> **HOW TO COMPLETE THIS TASK**:
Which lines hold the word "below"? Copy each of them from the material.
======== INFORMATION SHOWN ========
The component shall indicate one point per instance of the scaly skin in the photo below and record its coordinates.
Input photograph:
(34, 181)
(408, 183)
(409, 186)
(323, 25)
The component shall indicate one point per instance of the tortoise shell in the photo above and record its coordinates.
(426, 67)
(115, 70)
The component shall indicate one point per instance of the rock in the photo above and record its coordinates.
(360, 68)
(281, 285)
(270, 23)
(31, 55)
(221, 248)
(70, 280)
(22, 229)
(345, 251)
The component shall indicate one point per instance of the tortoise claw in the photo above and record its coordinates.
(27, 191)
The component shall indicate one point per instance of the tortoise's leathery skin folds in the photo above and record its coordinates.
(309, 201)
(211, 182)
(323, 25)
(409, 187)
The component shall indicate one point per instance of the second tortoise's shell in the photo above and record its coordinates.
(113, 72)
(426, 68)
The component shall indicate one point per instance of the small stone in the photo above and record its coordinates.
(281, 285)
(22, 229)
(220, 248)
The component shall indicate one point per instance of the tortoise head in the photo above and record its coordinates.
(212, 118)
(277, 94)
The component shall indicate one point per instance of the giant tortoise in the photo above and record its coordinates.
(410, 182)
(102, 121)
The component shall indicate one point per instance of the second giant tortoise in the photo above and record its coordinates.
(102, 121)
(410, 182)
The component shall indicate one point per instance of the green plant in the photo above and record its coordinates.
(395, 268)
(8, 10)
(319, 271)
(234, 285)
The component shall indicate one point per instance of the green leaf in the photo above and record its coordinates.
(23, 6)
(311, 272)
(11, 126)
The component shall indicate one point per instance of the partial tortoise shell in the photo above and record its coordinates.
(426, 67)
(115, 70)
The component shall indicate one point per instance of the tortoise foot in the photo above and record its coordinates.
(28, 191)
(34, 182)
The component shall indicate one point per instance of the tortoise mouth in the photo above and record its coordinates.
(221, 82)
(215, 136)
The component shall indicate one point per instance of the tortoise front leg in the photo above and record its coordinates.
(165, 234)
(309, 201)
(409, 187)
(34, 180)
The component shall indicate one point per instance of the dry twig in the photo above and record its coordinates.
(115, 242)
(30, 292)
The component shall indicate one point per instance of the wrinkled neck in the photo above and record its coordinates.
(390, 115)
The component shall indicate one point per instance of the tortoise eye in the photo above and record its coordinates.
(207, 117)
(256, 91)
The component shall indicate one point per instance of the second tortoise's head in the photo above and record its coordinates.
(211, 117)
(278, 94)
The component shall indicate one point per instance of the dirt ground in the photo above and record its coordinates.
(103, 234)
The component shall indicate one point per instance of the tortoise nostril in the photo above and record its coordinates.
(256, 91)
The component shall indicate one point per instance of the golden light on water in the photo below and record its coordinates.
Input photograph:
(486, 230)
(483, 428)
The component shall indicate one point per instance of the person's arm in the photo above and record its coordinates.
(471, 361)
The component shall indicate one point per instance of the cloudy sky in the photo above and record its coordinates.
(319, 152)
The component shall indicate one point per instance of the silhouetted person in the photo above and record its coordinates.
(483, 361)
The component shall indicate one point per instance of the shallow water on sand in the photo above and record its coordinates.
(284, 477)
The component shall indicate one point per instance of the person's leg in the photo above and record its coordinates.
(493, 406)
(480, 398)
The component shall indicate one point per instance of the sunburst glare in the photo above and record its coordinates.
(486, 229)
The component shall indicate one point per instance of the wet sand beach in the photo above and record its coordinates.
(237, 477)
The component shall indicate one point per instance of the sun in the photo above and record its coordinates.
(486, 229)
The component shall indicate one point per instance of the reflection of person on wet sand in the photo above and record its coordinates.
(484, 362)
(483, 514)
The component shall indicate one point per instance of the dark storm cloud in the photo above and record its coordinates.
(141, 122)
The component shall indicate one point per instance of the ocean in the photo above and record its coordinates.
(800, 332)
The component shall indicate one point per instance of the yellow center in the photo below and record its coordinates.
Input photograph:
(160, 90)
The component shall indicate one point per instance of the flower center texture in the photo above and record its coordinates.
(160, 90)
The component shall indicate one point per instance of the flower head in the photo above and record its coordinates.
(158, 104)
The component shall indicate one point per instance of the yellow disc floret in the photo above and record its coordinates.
========
> **YOUR RESPONSE**:
The component shall indicate one point per instance of the scaly skin in the photo below and record its coordinates.
The component shall indicate one point per instance of the golden light on water in the photo below and record its coordinates.
The component shall indicate one point per instance of the yellow center in the photo below and record its coordinates.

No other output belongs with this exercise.